Find every line in the records that contains the word "road", and copy each of those lines. Case counts.

— START Supplied material —

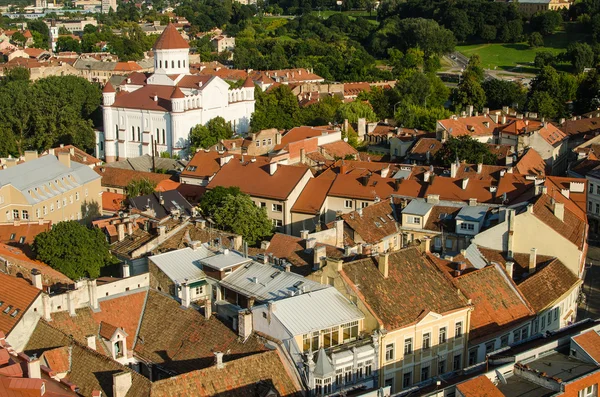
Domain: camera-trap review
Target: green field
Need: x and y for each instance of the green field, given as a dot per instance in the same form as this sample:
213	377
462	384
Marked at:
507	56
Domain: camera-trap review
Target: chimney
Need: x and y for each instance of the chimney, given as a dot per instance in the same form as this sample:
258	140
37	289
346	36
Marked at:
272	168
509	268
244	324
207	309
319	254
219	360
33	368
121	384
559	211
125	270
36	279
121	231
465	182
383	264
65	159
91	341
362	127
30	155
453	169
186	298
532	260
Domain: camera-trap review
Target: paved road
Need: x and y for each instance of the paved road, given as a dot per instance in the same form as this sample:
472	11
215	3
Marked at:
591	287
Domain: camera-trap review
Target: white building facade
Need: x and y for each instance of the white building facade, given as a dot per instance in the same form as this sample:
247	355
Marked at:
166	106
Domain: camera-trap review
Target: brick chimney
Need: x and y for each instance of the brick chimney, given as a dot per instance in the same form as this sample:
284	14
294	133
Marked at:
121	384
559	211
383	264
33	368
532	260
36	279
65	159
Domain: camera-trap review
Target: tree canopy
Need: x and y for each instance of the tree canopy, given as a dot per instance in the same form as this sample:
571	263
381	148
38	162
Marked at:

— END Supplied material —

* _Answer for the task_
Target: paved road
Need: x and y for each instance of the paved road, given as a dot per instance in the same form as this sample:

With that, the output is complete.